# [Text passage]
Kickbacks: Massachusetts Practice Latest Provider Busted for Taking Kickbacks from Millennium

A northern Massachusetts medical practice became the latest downstream provider to pay the OIG a five-figure fine to settle kickback claims in the form of accepting free point-of-care test cups from now defunct Millennium Health. The settlement amount, $87,650, is the among the highest announced since autumn 2017 when the feds began targeting the physicians on the receiving end of the Millennium scandal. Millennium used the freebies to pay physicians for referrals of custom profile panels and other tests to carry out what the feds claim is the largest ever kickback scandal involving lab services.

Phase 1 of the Millennium Case

While the key charges against Millennium involved use of custom profiles to bill Medicare for medically unnecessary tests, prosecutors also claimed that Millennium provided free POCT cups with embedded testing strips to physicians in exchange for referral of urine specimens in violation of the Antikickback Statute (AKS) and Stark Law. Physicians allegedly agreed not to bill any insurer for the cups and return the specimen samples in each cup to Millennium for additional, often more expensive lab testing. Millennium also charged physicians who did not return the cup for further testing.

The key to the legal case is the finding that free cups to physicians crossed the AKS and Stark Law line on paying “remuneration” for referrals. The Stark Law specifically says that banned “remuneration” does not include “[t]he provision of items, devices or supplies that are used solely to (i) collect, transport, process, or store specimens for the entity providing the item, device, or supply, or (ii) order or communicate the results of tests or procedures for such entity.” Although there is no such “carve out” for de minimus remuneration in the AKS, the OIG has made clear in starting with its 1994 Laboratory Fraud Alert that provision of supplies and equipment under those limited circumstances do not implicate the AKS.

But during the trial, the DOJ argued that “the ‘cup agreements’. . . create exactly the sort of intertwined financial relationships in the health care system that the Stark Law and AKS are designed to prohibit. . . .The purpose and effect of this arrangement was to give doctors a significant financial incentive to obtain laboratory testing of each sample collected in a POCT cup and to obtain such testing from Millennium rather than a competitor.”

In October 2016, Millennium tossed in the towel and agreed to settle all claims for $256 million, a record high settlement involving health care fraud by a lab. Almost inevitably, prosecutors then began to target the downstream providers who accepted the free cups from Millennium.

# [Exercise description]
Write the next part of the article on the Millennium Health kickback case, starting right after its final sentence.

# [Supplied information]
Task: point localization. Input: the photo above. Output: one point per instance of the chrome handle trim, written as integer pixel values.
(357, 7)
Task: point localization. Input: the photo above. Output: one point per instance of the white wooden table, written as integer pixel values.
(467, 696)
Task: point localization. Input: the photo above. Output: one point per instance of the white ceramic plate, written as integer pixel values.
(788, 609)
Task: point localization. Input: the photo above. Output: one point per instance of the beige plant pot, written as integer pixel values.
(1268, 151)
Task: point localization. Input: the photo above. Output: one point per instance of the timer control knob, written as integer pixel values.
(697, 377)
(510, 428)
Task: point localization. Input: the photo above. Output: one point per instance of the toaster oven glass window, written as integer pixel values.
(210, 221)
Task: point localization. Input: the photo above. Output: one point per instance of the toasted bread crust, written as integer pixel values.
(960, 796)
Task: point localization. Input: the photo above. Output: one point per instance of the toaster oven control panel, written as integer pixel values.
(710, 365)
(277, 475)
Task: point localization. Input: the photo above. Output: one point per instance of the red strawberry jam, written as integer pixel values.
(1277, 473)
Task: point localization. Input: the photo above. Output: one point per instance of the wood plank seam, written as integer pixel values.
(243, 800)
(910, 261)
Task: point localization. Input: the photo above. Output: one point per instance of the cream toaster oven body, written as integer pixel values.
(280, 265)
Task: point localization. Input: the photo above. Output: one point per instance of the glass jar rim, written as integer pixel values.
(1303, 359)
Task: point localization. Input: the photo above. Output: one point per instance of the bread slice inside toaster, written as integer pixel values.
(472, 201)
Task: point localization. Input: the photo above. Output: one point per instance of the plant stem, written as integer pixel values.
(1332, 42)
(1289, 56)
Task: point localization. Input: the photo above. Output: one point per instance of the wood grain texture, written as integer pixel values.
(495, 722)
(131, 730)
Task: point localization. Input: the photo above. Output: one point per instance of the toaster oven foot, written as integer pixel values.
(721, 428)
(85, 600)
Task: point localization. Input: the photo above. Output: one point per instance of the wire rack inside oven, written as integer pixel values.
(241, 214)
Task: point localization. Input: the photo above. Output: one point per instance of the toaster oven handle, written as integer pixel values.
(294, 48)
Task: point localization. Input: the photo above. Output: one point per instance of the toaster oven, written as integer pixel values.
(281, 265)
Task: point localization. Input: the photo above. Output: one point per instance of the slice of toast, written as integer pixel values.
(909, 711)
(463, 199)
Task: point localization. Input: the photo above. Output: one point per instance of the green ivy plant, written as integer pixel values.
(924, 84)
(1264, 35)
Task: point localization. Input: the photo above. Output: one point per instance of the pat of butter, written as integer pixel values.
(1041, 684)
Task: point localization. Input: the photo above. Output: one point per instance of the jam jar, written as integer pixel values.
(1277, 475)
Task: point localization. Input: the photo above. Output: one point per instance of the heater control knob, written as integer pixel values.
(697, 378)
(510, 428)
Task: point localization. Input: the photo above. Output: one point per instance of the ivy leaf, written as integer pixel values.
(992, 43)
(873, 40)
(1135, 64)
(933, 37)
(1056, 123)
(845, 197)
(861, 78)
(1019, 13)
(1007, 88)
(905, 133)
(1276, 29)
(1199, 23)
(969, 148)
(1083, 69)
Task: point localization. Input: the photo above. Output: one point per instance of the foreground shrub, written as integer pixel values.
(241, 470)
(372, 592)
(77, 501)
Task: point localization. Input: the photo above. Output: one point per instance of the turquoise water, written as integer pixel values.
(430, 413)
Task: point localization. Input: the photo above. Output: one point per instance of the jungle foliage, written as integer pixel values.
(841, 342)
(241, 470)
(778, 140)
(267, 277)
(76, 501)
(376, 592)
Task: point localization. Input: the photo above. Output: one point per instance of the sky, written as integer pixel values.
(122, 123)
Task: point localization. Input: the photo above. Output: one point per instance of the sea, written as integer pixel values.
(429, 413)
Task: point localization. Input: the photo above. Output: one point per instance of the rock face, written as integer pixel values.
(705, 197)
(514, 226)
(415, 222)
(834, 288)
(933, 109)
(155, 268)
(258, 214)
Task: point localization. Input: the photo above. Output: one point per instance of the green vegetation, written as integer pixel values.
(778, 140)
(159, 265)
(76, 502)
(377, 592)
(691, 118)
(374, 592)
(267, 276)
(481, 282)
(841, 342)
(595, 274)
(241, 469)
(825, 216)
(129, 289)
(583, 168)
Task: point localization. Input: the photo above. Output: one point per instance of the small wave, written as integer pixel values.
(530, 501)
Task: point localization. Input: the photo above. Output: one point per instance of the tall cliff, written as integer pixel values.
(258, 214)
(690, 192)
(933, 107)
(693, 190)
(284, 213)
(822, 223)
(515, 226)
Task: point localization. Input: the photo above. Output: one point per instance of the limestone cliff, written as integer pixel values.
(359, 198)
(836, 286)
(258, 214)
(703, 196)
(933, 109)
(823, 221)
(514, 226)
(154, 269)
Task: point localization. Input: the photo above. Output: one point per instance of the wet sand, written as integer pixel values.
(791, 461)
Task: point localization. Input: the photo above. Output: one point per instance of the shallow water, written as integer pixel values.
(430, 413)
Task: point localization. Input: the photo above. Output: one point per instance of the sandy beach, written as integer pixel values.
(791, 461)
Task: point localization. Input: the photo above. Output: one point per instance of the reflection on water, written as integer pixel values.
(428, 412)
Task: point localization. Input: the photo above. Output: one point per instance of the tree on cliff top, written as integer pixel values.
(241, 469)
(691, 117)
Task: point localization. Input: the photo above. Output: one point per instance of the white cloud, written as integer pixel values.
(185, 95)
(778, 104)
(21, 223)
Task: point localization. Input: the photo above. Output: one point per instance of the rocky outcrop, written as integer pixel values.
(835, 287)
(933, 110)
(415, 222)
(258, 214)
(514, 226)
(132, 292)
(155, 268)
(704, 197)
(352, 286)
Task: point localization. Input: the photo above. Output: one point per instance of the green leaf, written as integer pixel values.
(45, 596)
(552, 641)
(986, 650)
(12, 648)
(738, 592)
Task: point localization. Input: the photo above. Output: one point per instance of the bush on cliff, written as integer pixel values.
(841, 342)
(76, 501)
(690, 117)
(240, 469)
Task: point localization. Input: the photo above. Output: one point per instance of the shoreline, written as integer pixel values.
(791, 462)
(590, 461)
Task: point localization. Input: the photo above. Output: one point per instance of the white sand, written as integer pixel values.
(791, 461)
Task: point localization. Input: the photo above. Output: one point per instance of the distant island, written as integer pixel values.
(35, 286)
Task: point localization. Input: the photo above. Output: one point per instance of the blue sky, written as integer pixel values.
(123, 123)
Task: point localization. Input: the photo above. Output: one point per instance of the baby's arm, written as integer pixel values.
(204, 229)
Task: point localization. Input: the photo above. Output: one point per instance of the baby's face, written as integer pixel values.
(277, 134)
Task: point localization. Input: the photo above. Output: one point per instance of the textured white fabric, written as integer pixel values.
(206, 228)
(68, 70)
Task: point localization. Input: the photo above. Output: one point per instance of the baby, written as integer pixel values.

# [Answer to this problem]
Phase 2 of the Millennium Case

In the past, federal enforcement efforts have focused on the payer rather than the payee of kickback arrangements for obvious reasons—that’s where most of the money is. Going after the one wrongdoer who paid out the money is also far more cost-effective than chasing after the individual payees who accepted the money.

But for sheer scale, Millennium was like no kickback arrangement before it. Given the dollar volume and extent of the scheme, initiating a phase 2 concentrating on the downstream payees made sense. And that’s just what the feds have done, spending the past two years going after physicians one practice at a time. The Table below documents the announced settlements these efforts have generated to date.

Millennium Free POCT Cup Physicians Settlement Scorecard (as of July 1, 2019)
Date Provider(s) Settlement
Individual Physicians
Also Charged?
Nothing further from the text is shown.